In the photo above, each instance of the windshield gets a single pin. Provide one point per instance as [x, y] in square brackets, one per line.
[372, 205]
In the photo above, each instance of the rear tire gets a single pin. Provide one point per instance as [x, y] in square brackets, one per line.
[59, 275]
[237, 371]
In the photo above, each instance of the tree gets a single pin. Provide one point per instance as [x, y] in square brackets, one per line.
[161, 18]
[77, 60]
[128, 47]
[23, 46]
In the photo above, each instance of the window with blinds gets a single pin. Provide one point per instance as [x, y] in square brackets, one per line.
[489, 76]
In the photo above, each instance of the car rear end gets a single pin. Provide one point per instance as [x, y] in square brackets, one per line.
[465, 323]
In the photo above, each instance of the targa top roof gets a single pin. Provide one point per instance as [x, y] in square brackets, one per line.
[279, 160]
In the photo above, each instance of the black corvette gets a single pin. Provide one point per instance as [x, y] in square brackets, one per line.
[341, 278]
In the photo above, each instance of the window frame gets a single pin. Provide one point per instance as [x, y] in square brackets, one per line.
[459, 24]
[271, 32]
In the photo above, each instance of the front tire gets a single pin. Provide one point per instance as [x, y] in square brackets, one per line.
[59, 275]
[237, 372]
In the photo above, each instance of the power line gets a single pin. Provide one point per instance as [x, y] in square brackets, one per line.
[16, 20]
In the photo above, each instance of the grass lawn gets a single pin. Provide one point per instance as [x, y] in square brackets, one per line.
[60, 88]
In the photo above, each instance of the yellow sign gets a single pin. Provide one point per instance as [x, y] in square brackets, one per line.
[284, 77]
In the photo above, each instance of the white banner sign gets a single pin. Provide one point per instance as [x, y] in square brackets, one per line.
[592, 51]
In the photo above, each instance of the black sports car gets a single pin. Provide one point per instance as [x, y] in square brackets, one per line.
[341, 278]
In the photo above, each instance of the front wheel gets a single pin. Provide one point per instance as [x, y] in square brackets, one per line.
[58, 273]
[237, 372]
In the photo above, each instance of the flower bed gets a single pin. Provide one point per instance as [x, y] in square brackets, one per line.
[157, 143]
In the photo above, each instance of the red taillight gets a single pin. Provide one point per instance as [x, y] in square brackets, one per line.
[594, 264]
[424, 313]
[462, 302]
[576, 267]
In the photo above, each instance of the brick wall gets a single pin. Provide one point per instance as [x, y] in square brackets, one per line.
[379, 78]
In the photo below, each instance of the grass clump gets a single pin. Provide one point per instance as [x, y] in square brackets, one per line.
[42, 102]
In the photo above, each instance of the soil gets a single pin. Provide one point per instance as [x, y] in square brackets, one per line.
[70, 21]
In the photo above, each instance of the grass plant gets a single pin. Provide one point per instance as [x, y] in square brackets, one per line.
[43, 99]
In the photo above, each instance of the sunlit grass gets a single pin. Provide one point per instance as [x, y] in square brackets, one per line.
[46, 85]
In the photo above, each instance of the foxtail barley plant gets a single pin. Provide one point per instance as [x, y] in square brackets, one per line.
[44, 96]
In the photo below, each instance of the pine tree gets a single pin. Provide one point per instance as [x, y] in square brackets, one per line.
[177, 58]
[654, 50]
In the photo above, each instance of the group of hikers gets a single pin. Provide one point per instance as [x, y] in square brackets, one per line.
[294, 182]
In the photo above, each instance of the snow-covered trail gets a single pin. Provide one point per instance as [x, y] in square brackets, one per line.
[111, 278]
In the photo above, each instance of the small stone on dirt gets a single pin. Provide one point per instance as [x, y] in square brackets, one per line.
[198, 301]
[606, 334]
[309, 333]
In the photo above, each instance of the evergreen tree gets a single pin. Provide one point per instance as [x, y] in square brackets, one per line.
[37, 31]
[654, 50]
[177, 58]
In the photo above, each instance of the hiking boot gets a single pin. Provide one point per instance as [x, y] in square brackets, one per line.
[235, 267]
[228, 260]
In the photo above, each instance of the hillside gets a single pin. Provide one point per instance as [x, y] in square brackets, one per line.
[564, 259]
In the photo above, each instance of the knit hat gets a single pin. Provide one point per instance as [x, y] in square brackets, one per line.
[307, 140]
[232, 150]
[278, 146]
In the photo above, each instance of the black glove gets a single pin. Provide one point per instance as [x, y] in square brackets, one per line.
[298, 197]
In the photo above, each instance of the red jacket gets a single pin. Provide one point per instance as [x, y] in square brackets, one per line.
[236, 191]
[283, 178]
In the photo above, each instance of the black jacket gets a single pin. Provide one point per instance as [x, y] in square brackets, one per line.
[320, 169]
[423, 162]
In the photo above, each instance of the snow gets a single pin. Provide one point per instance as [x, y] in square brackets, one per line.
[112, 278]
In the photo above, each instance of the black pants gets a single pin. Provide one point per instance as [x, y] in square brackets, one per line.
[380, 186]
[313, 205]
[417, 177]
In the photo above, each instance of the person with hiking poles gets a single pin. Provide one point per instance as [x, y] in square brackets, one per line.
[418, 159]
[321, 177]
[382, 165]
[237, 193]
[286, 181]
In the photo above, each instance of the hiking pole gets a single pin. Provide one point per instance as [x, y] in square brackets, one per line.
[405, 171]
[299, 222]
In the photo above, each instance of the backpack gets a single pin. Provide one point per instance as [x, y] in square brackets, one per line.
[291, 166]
☆ ☆ ☆
WORK INSTRUCTIONS :: Repeat every entry word for word.

RESULT ::
In the photo above, each instance of the windshield gets a single pin. Provide one point per instance as [x, y] in square brackets, one per line.
[372, 205]
In the photo above, each instance of the rear tire gets a single pin. Provide one point per instance as [x, y] in square brackets, one per line.
[59, 275]
[237, 371]
In the photo above, each instance of the tree gets a single pin. Provide one point per instance as [x, y] in square brackets, one per line.
[161, 18]
[77, 60]
[128, 47]
[23, 46]
In the photo above, each instance of the window with blinds gets a single pin. Provide one point per instance as [x, y] in square brackets, one per line.
[489, 76]
In the photo above, each instance of the car rear end gets a single pin. Provide one point per instance as [x, y] in square brackets, one per line.
[465, 323]
In the photo above, each instance of the targa top roof gets a single pin. Provide one point per instance as [x, y] in square brackets, one per line.
[279, 160]
In the photo above, each instance of the black corvette gets a single pin. Provide one point per instance as [x, y] in square brackets, one per line.
[341, 278]
In the photo above, each instance of the window frame gets a single pin. Provide one point per instance as [x, y] in square brackets, one per line.
[459, 24]
[271, 32]
In the photo above, each instance of the front tire gets a single pin. Provide one point per instance as [x, y] in square brackets, one per line.
[59, 275]
[237, 372]
In the photo above, each instance of the power line gets a single pin. Provide one point per instance as [x, y] in square brackets, one per line.
[16, 20]
In the photo above, each instance of the grass lawn gets a single pin. Provide one point per instance as [x, y] in square brackets, one per line.
[60, 88]
In the photo above, each instance of the yellow sign gets a single pin. Provide one point per instance as [x, y] in square brackets, one per line.
[284, 77]
In the photo above, each instance of the white banner sign gets a single pin. Provide one point per instance as [x, y] in square brackets, one per line.
[592, 51]
In the photo above, each instance of the black sports car gets a single pin. Provide one point per instance as [x, y] in square brackets, one per line.
[341, 278]
In the photo above, each instance of the front wheel gets a single pin. Provide one point per instance as [x, y] in square brackets, one per line.
[58, 273]
[237, 372]
In the photo above, each instance of the flower bed gets a single pin. Provide one point per instance as [x, y] in square brackets, one per line.
[157, 143]
In the photo above, each instance of the red taillight gets a single pin. Provide one point per instance as [x, y] in square brackets, one per line.
[594, 264]
[424, 313]
[462, 302]
[576, 267]
In the photo above, each instance of the brick wall gets a single pin. Provide one point per instance as [x, y] in square brackets, one per line.
[379, 78]
In the photo below, each instance of the grass clump gets a single pin. Provide one point per instance as [x, y] in square brackets, one per line.
[42, 102]
In the photo above, each instance of the soil gets a single pin. Provide one point per instance as [x, y] in square brackets, one per line.
[70, 21]
In the photo above, each instance of the grass plant gets a single pin. Provide one point per instance as [x, y] in square brackets, one per line.
[43, 99]
In the photo above, each instance of the sunlit grass gets a single pin. Provide one point per instance as [x, y] in square brackets, one per line.
[46, 85]
In the photo above, each instance of the foxtail barley plant gets a single pin. Provide one point per instance as [x, y] in square brackets, one per line.
[44, 96]
In the photo below, each instance of the pine tree gets a single pin. Provide one point per instance as [x, y] in square brackets, one per line.
[177, 58]
[654, 50]
In the photo above, each instance of the group of hikers gets a single pin. Provide one point per instance as [x, y] in square brackets, one per line.
[294, 182]
In the photo above, each instance of the snow-covered trail gets a single pin. Provide one point per instance as [x, y] in square brackets, one per line.
[111, 278]
In the photo above, each instance of the small stone on dirt gets a single pin. Provide one point per instance as [x, y] in square brackets, one per line.
[198, 301]
[606, 334]
[309, 333]
In the photo above, each instance of the evergreen tree gets a single pin. Provide one point per instance as [x, y] in square brackets, one per line.
[37, 31]
[654, 50]
[177, 58]
In the photo above, each instance of the hiking boot gets a single pin. Provide one point per instance as [x, y] in square brackets, one per line.
[235, 267]
[228, 260]
In the photo above, each instance of the hillside gets a single pin. Provide one point per instance as [x, y] in square brackets, one per line.
[564, 259]
In the photo above, each instance of the knit hat gets a single pin. Provide one point per instance as [x, y] in square brackets, one per line.
[307, 140]
[232, 150]
[278, 146]
In the photo above, each instance of the black glove gets a single pin. Provide one point per instance as [x, y] in square brackets, one per line.
[298, 197]
In the photo above, each instance of the red jacket gets a single pin. Provide one point per instance as [x, y] in square brackets, one per line.
[236, 191]
[283, 178]
In the photo above, each instance of the black jacket gets a single pin. Provide one point per instance as [x, y] in square brackets, one per line.
[320, 169]
[423, 162]
In the photo above, each instance of the snow gets a single pin. Provide one point per instance as [x, y] in square brackets, one per line.
[112, 278]
In the photo above, each instance of the black pants gets a single pin. Provide one point per instance as [x, y] in square brackets, one per line.
[380, 186]
[313, 205]
[417, 177]
In the photo above, each instance of the person with hiking poles gets a single pin. Provide one point per instance as [x, y] in square brackets, one per line.
[418, 159]
[321, 177]
[382, 165]
[237, 193]
[286, 181]
In the photo above, each instance of the hiking pole gets a single pin. Provide one point per instance as [x, y] in square brackets, one per line.
[405, 171]
[299, 222]
In the photo above, each instance of the backpack gets a single pin. Provide one point per instance as [x, y] in square brackets, one per line.
[291, 166]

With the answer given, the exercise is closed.